Task requirements
Copy every entry exactly.

··· Data extract

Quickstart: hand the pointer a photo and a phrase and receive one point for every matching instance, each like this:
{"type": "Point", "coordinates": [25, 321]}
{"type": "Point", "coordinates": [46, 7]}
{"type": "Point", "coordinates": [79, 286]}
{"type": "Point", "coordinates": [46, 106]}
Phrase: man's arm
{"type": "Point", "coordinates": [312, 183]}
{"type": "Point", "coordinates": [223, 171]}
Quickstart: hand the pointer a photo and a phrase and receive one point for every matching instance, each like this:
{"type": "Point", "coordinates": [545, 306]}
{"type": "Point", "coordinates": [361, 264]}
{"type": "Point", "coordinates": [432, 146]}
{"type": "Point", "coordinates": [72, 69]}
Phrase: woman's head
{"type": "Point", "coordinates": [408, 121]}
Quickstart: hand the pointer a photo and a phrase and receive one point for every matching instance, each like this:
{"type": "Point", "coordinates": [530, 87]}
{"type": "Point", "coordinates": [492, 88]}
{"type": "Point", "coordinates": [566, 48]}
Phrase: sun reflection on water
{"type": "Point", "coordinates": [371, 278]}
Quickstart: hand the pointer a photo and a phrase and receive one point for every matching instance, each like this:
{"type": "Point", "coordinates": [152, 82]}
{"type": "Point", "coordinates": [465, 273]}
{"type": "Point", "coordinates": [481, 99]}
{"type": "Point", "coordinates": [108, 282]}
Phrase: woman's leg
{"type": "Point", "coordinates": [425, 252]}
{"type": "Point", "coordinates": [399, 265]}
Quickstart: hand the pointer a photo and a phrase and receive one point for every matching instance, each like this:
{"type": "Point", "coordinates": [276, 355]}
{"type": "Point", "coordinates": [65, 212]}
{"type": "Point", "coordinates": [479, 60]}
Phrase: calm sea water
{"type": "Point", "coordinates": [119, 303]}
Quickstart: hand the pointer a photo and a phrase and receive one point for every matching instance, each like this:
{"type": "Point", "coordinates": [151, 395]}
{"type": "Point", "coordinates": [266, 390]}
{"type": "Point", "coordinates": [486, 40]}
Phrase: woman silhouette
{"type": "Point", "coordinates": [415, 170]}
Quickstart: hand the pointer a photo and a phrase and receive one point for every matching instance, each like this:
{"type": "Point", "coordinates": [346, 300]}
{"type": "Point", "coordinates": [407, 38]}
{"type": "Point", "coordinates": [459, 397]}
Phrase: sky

······

Response below
Quickstart: hand the pointer a photo and a phrase and receive one point for every matching instance, each like this:
{"type": "Point", "coordinates": [25, 321]}
{"type": "Point", "coordinates": [46, 7]}
{"type": "Point", "coordinates": [79, 286]}
{"type": "Point", "coordinates": [46, 106]}
Phrase: man's arm
{"type": "Point", "coordinates": [312, 183]}
{"type": "Point", "coordinates": [223, 171]}
Quickstart: hand the pointer a photo and a phrase and receive one point for every matching instance, each like this:
{"type": "Point", "coordinates": [545, 306]}
{"type": "Point", "coordinates": [361, 264]}
{"type": "Point", "coordinates": [432, 146]}
{"type": "Point", "coordinates": [72, 69]}
Phrase: woman's head
{"type": "Point", "coordinates": [408, 121]}
Quickstart: hand the pointer a photo and a phrase and receive one point for every matching instance, each like this:
{"type": "Point", "coordinates": [530, 87]}
{"type": "Point", "coordinates": [492, 88]}
{"type": "Point", "coordinates": [566, 48]}
Phrase: sun reflection on water
{"type": "Point", "coordinates": [371, 278]}
Quickstart: hand the pointer a photo and a phrase and receive one point for every matching instance, each like this:
{"type": "Point", "coordinates": [152, 82]}
{"type": "Point", "coordinates": [465, 273]}
{"type": "Point", "coordinates": [481, 99]}
{"type": "Point", "coordinates": [108, 282]}
Phrase: woman's leg
{"type": "Point", "coordinates": [425, 252]}
{"type": "Point", "coordinates": [399, 265]}
Quickstart: hand the pointer a photo and a phrase and receive one point for every matching instance, each like this:
{"type": "Point", "coordinates": [276, 355]}
{"type": "Point", "coordinates": [65, 212]}
{"type": "Point", "coordinates": [479, 60]}
Phrase: calm sea water
{"type": "Point", "coordinates": [119, 303]}
Quickstart: hand the pointer a photo and a phrase and receive one point for every matching instance, each like this:
{"type": "Point", "coordinates": [151, 395]}
{"type": "Point", "coordinates": [266, 390]}
{"type": "Point", "coordinates": [486, 40]}
Phrase: woman silhouette
{"type": "Point", "coordinates": [415, 170]}
Quickstart: hand the pointer a photo and a phrase and receive one point for every matching instance, each like this:
{"type": "Point", "coordinates": [346, 300]}
{"type": "Point", "coordinates": [407, 38]}
{"type": "Point", "coordinates": [459, 397]}
Phrase: sky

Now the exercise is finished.